[ARBEITSAUFTRAG A]
Was kann man laut dem Interview zum Impfstoff unterscheiden, sodass die Schwelle für seinen Einsatz sinken würde?
[ARBEITSAUFTRAG B]
Stimmen die Aussagen (i) bis (iii) mit dem Interview zum Impfstoff überein? Antworten Sie jeweils mit Ja oder Nein und zitieren Sie die entscheidenden Worte des Interviews wörtlich.
(i) Mit dem Impfstoff soll flächendeckend prophylaktisch geimpft werden.
(ii) Der Impfstoff könnte in Nachbarbetrieben befallener Höfe eingesetzt werden.
(iii) Die Virus-Variante mit mutierter Rezeptor-Bindestelle wurde in der Türkei bei infizierten Menschen isoliert.

[VORGEGEBENER TEXT]
★ ★ ★ ★
Ärzte Zeitung: Wann würde ein solcher Impfstoff angewandt?

Mettenleiter: Man wird damit sicher nicht flächendeckend prophylaktische impfen. Zum einen schützt der Impfstoff nicht sicher vor einer Infektion - das Virus könnte sich unter dem Impfschutz weiter ausbreiten und weiter gefährlich sein. Zum anderen induziert eine solche Impfung einen Antigendrift, das heißt, durch den unvollkommenen Impfschutz wird die Selektion neuer Virus-Varianten gefördert.

Ärzte Zeitung: Weshalb wird dann der Impfstoff entwickelt?

Mettenleiter: Mit dem Impfstoff könnte man zum Beispiel in Nachbarbetrieben von befallenen Höfen impfen, um eine Ausbreitung des Virus zu erschweren. Insgesamt würde die Schwelle sinken, den Impfstoff einzusetzen, weil man unterscheiden kann, ob die Tiere geimpft oder infiziert sind.

Ärzte Zeitung: In der Türkei wurde jetzt eine Virus-Variante bei infizierten Menschen isoliert, in der die Rezeptor-Bindestelle des H5N1-Virus so mutiert ist, daß es besser in menschliche Zellen eindringen kann. Ist das der nächste Schritt zur Anpassung an Menschen?
★ ★ ★ ★
[ANGEZEIGTE EINTRÄGE]
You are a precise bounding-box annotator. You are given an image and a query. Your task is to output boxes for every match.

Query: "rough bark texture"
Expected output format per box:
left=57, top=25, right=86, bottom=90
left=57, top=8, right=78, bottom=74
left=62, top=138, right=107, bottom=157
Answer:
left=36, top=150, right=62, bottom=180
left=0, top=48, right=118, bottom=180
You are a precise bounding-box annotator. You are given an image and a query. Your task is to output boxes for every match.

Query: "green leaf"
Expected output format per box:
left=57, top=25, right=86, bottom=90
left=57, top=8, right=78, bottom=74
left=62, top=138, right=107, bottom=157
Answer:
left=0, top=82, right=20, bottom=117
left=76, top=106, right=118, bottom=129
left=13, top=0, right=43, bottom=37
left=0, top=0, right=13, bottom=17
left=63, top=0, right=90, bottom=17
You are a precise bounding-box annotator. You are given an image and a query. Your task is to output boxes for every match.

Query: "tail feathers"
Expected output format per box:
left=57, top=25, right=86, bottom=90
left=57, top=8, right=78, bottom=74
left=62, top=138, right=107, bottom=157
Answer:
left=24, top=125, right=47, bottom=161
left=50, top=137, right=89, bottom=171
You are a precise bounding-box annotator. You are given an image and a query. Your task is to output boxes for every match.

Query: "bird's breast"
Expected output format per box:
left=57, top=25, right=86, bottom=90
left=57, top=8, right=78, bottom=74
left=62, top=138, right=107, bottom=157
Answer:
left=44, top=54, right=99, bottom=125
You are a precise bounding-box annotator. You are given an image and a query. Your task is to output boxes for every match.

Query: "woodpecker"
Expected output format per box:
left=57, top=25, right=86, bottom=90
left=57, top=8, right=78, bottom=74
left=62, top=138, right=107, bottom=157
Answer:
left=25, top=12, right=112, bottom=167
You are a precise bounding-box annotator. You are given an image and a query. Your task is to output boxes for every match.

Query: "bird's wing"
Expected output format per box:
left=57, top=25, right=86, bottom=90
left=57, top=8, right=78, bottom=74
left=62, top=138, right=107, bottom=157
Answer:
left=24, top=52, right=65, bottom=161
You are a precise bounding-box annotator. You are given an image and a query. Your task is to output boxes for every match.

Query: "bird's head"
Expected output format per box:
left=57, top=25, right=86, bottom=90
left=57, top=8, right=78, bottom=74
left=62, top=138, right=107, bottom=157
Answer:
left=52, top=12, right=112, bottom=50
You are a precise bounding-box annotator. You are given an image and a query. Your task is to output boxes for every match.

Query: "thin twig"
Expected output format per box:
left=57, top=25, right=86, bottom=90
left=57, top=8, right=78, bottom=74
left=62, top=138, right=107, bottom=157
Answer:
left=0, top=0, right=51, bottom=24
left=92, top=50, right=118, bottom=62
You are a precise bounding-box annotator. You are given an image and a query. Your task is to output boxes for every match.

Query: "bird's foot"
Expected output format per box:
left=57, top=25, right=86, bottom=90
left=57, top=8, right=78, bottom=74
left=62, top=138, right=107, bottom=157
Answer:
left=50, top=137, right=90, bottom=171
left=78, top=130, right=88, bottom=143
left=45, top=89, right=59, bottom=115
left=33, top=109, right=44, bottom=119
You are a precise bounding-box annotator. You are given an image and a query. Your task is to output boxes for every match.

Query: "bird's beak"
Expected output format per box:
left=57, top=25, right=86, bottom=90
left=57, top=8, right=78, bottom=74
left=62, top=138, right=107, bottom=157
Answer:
★ ★ ★ ★
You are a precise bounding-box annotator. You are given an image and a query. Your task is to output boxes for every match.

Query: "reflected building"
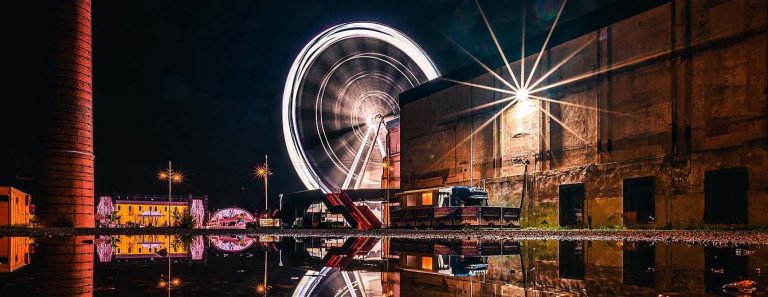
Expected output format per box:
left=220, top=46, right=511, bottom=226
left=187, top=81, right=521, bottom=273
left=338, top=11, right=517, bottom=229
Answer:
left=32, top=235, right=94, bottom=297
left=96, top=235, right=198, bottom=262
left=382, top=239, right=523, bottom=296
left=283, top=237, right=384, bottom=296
★ ★ ★ ★
[ANTWORT A]
Ob die Tiere geimpft oder infiziert sind.

[ANTWORT B]
(i) Nein: „Man wird damit sicher nicht flächendeckend prophylaktische impfen.“
(ii) Ja: „Mit dem Impfstoff könnte man zum Beispiel in Nachbarbetrieben von befallenen Höfen impfen“
(iii) Ja: „In der Türkei wurde jetzt eine Virus-Variante bei infizierten Menschen isoliert“